## Your objective
For this task, output every entry below exactly and omit the pictures.
(Material provided)
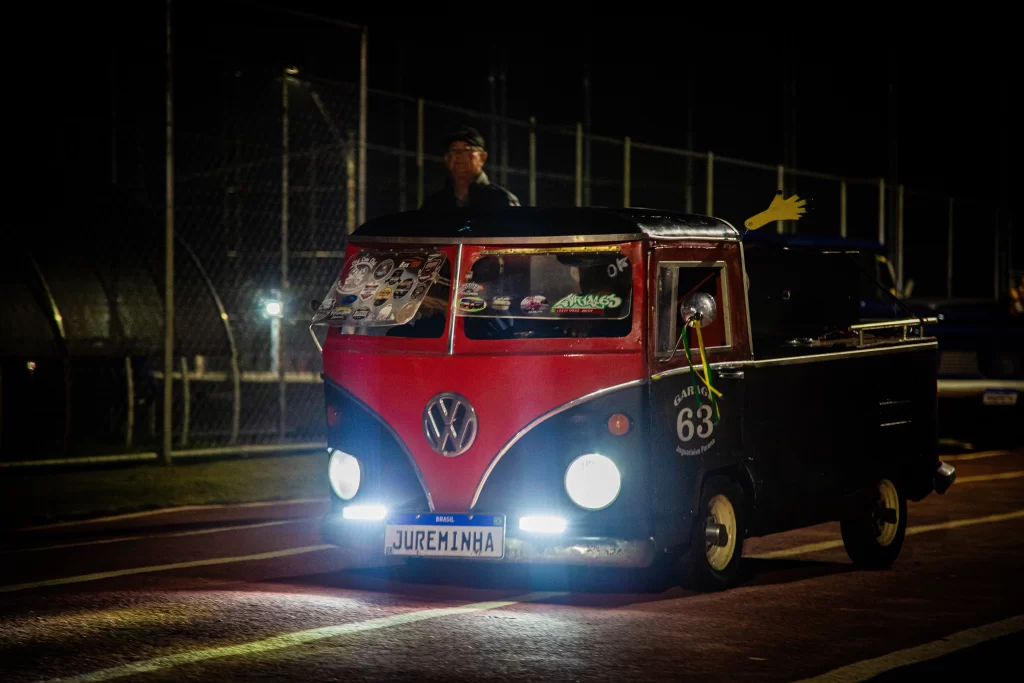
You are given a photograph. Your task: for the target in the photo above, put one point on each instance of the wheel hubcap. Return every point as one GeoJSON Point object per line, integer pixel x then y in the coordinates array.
{"type": "Point", "coordinates": [885, 531]}
{"type": "Point", "coordinates": [720, 511]}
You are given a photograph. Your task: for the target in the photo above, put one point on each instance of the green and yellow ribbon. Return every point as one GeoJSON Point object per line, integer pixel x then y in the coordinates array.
{"type": "Point", "coordinates": [694, 375]}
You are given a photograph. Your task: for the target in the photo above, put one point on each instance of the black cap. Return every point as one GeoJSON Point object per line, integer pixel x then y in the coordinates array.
{"type": "Point", "coordinates": [466, 134]}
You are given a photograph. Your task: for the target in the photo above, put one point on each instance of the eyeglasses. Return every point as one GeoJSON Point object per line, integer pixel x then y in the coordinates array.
{"type": "Point", "coordinates": [464, 151]}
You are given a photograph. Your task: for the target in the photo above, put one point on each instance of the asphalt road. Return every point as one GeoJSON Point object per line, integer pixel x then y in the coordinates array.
{"type": "Point", "coordinates": [250, 593]}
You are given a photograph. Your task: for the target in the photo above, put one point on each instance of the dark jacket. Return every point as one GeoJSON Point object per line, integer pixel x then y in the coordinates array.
{"type": "Point", "coordinates": [482, 195]}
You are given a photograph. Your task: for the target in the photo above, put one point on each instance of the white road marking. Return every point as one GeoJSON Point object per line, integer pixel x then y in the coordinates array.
{"type": "Point", "coordinates": [868, 669]}
{"type": "Point", "coordinates": [910, 530]}
{"type": "Point", "coordinates": [976, 456]}
{"type": "Point", "coordinates": [180, 508]}
{"type": "Point", "coordinates": [166, 567]}
{"type": "Point", "coordinates": [152, 537]}
{"type": "Point", "coordinates": [990, 477]}
{"type": "Point", "coordinates": [292, 639]}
(End Material provided)
## Result of this task
You are given a photograph. Your task: for the target in the photo above, put one point on each instance of the wheel hubcap. Return every point as one GeoJSON Point object per line, integer pixel x then y in the coordinates array.
{"type": "Point", "coordinates": [885, 531]}
{"type": "Point", "coordinates": [720, 511]}
You are given a photograph. Your task: for the target in the photo above, put one point on each instance of the green and yellow ribbon. Return every point as one GeoJSON Point object per line, integer pixel x then y in the coordinates array.
{"type": "Point", "coordinates": [694, 375]}
You are given a photograph. Your task: for the target in the photo above, put one point on each instance of the black cap. Return every point as one GeoJSON Point object per line, integer pixel x then y in the coordinates array.
{"type": "Point", "coordinates": [466, 134]}
You are given a photograph. Your task: for the target in the photo above, put one point on each instance of the eyeglasses. Return every point as one GeoJSON Point object per line, integer pixel x then y in the coordinates array.
{"type": "Point", "coordinates": [464, 151]}
You are given a photograph. Your task: for the target in the photo above, put one point on each instance of the asphalt road. Return every point as one GeoJSON Point object per line, integer pixel x then y in the coordinates array.
{"type": "Point", "coordinates": [250, 593]}
You are given a photograph. Your task: for the target in the photo above, put one point on each instance of the dark jacket. Return every point as one GeoJSON Point object per line, integer pixel x then y in the coordinates array.
{"type": "Point", "coordinates": [482, 195]}
You are given a photograph. Your task: for the target in the photo above, put one point on each instance of the white road marking. Return every point as one GeoJSON Point object per line, integer pixel x then y in the coordinates array.
{"type": "Point", "coordinates": [868, 669]}
{"type": "Point", "coordinates": [910, 530]}
{"type": "Point", "coordinates": [976, 456]}
{"type": "Point", "coordinates": [180, 508]}
{"type": "Point", "coordinates": [166, 567]}
{"type": "Point", "coordinates": [152, 537]}
{"type": "Point", "coordinates": [990, 477]}
{"type": "Point", "coordinates": [292, 639]}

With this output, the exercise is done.